- _Quellauszug_:
• • •

Rückkehr von Christen nach Mossul: Kirche gegen Rache

20. Februar 2017 in Weltkirche


Caritas hält Rückkehr christlicher Familien in den durch irakische Regierungstruppen zurückeroberten und davor vom IS beherrschten Ostteil von Mossul für verfrüht


Vatikanstadt-Köln-Bagdad (kath.net/KAP) "Racheandrohungen sind nicht mit dem christlichen Glauben vereinbar und schüren Konflikte": Das hat das chaldäisch-katholische Patriarchat in einer Erklärung im Kontext der Rückkehr von Christen in das von Regierungstruppen aus den Händen des sogenannten Islamischen Staats (IS) befreiten Gebietes betont, wie Radio Vatikan am Freitag berichtete. Das Patriarchat übte Kritik auf eine Behauptung von Ryan Salem, einem chaldäischen Christen, der gesagte hatte, die im Mossul kämpfenden christlichen Milizen seien bereit, sich an den sunnitischen Muslimen zu rächen.

Das irakische Fernsehen strahlte diese Woche ein Interview mit Salem aus, in dem dieser Verständnis für Racheaktionen zeigte. "Herr Salem spricht nicht stellvertretend für die christliche Glaubensgemeinschaft", so das Patriarchat. Eine Haltung der Rache sei nicht mit der christlichen Moral vereinbar, da "Christus uns Frieden, Liebe und Vergebung" verkünde. Bei der Befreiung von Mossul sollten die Prinzipien der Ethik grundgelegt werden. Salem steht paramilitärischen Gruppen im Irak nahe. Das Patriarchat hatte sich schon mehrfach von sogenannten christlichen Milizen distanziert.

Der deutsche Caritasexperte Rudi Löffelsend sagte am Donnerstag im Kölner Domradio im Kontext der Mossul-Rückeroberung, er halte eine Rückkehr von christlichen Familien in den durch irakische Regierungstruppen zurückeroberten Ostteil von Mossul für verfrüht. "Für mich wäre es zu gefährlich. Ich würde niemandem empfehlen jetzt schon zurückzukehren", sagte er. Drei aramäische Familien seien in ihre früheren Häuser in der zweitgrößten irakischen Stadt zurückgekehrt. Noch sei die Gefahr durch die Terrormiliz "Islamischer Staat" (IS) jedoch zu groß.

Neben einem gut ausgebauten Tunnelsystem, aus dem immer noch Kämpfer herauskämen, arbeite der IS seit Jänner auch mit Drohnen, so Löffelsend. Dies sei "brandgefährlich". Die Drohnen hätten bereits etliche Opfer unter den irakischen Soldaten gefordert, obwohl diese mit modernstem Kriegswerkzeug arbeiteten.

Nach der Eroberung Mossuls durch die Dschihadisten am 9. Juni 2014 hatten alle Christen die Stadt verlassen. Viele ihrer Häuser seien sofort enteignet worden. Die Flüchtlinge hätten sich zunächst in die Ninive-Ebene oder nach Kirkuk begeben. Später seien sie nach Erbil und in die umliegenden Orte des irakischen Kurdengebietes weitergezogen, so Radio Vatikan.

Die letzten zehn Christen, die Ende 2014 bei Razzien in der Ninive-Ebene von IS-Kämpfern entdeckt und nach Mossul verschleppt worden waren, seien am 7. Jänner 2015 aus der Stadt vertrieben worden. Nach mehreren Tagen und Nächten im Niemandsland zwischen den vom "Islamischen Staat" und von kurdischen Peschmerga gehaltenen Dörfern seien sie schließlich in Kirkuk aufgenommen worden.

• • •

- _Bereitgestellte Angaben_:
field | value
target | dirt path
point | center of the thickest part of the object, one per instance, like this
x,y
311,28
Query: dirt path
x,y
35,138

• • •

- _Deine Aufgabe A_:
An welchem Datum eroberten die Dschihadisten laut dem Artikel über die Rückkehr von Christen nach Mossul die Stadt?
- _Deine Aufgabe B_:
Zitiere aus dem Artikel über die Rückkehr von Christen nach Mossul die Stelle von „Das irakische Fernsehen“ bis einschließlich „christlichen Milizen distanziert.“.
- _Deine Aufgabe C_:
Fasse den Artikel über die Rückkehr von Christen nach Mossul in zwei Sätzen zusammen.

- _Deine Antwort A_:
Am 9. Juni 2014.

- _Deine Antwort B_:
Das irakische Fernsehen strahlte diese Woche ein Interview mit Salem aus, in dem dieser Verständnis für Racheaktionen zeigte. "Herr Salem spricht nicht stellvertretend für die christliche Glaubensgemeinschaft", so das Patriarchat. Eine Haltung der Rache sei nicht mit der christlichen Moral vereinbar, da "Christus uns Frieden, Liebe und Vergebung" verkünde. Bei der Befreiung von Mossul sollten die Prinzipien der Ethik grundgelegt werden. Salem steht paramilitärischen Gruppen im Irak nahe. Das Patriarchat hatte sich schon mehrfach von sogenannten christlichen Milizen distanziert.

- _Deine Antwort C_:
Das chaldäisch-katholische Patriarchat hat sich von der Behauptung des chaldäischen Christen Ryan Salem distanziert, christliche Milizen seien zur Rache an sunnitischen Muslimen bereit, und betont, dass Racheandrohungen nicht mit dem christlichen Glauben vereinbar seien. Der Caritasexperte Rudi Löffelsend hält eine Rückkehr christlicher Familien in den zurückeroberten Ostteil von Mossul für verfrüht, weil die Gefahr durch den IS mit seinem Tunnelsystem und seinen Drohnen noch zu groß sei.